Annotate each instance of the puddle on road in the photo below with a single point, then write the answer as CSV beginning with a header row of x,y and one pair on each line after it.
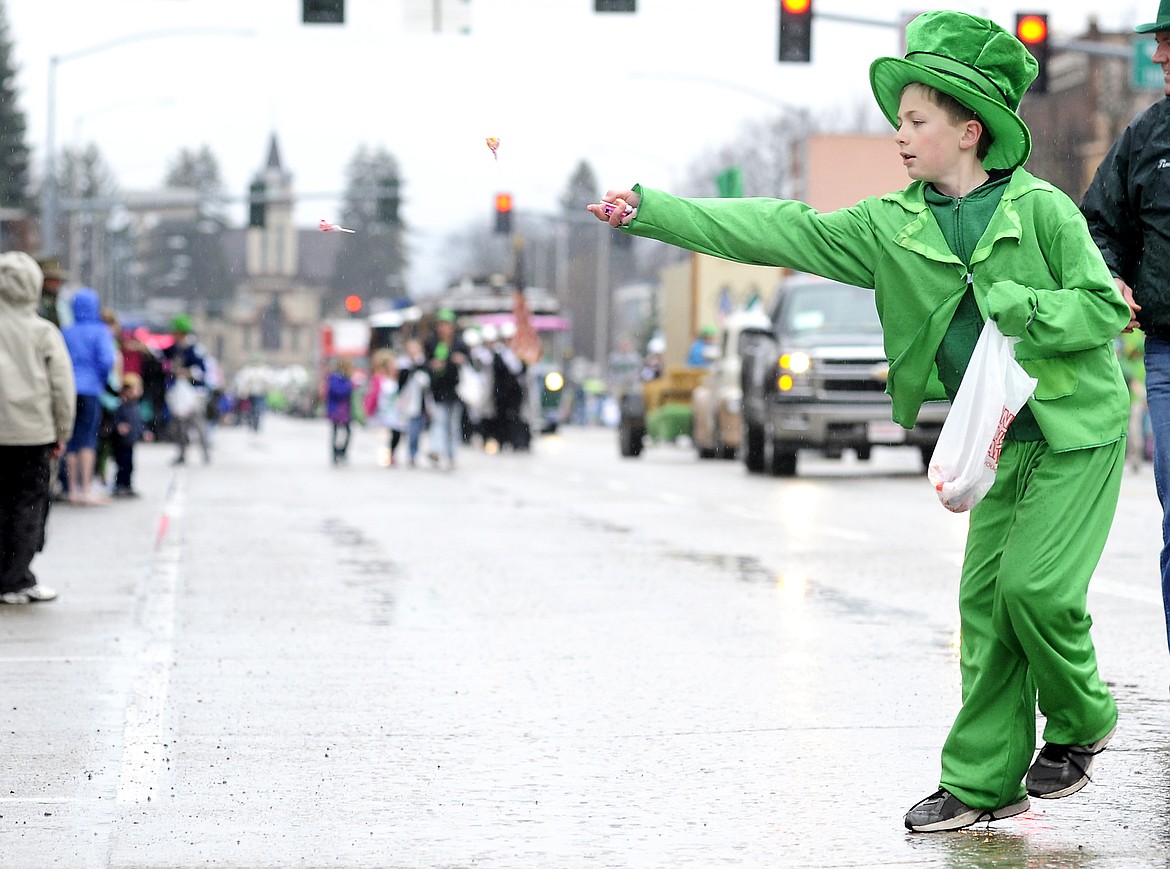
x,y
365,570
797,586
594,524
747,569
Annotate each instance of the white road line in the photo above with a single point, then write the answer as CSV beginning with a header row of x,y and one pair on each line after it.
x,y
56,659
143,735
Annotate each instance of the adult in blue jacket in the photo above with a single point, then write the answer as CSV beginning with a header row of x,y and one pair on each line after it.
x,y
90,345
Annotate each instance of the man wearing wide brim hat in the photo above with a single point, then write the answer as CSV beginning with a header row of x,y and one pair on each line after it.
x,y
974,238
1161,23
1126,208
54,277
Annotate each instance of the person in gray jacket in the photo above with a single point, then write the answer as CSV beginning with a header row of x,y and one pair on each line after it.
x,y
36,415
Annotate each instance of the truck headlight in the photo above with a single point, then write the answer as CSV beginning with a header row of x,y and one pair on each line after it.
x,y
796,363
791,367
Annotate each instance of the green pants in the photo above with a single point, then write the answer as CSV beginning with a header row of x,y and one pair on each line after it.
x,y
1032,546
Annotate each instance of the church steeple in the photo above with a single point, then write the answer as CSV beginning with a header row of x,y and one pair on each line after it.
x,y
272,248
274,156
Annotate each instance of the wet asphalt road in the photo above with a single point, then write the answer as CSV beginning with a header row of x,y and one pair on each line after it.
x,y
552,660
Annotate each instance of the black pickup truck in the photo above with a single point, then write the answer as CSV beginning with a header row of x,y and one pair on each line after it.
x,y
819,381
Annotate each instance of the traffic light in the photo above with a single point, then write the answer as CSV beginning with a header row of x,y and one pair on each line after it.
x,y
503,213
1032,29
387,201
323,12
257,206
796,30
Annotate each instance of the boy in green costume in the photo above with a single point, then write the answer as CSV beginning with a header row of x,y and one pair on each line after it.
x,y
975,236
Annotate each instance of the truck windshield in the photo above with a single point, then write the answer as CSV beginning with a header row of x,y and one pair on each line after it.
x,y
828,309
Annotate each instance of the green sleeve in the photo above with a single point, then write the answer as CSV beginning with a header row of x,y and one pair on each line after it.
x,y
1084,310
841,245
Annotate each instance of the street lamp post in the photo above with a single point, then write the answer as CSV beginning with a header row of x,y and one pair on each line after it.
x,y
49,184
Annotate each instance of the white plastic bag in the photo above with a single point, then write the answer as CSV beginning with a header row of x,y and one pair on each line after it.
x,y
183,398
470,388
993,390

________________________

TASK OBJECTIVE: Find the line that contains "Annotate each instance of the white plastic". Write out that line and every line after it through the end of the data, exactly, and nothing else.

EXERCISE SOLUTION:
Annotate each instance of the white plastic bag in the photo above with a single point, then write the answer as CSV beginning with a header row of x,y and one pair on each line after it.
x,y
183,398
470,388
993,390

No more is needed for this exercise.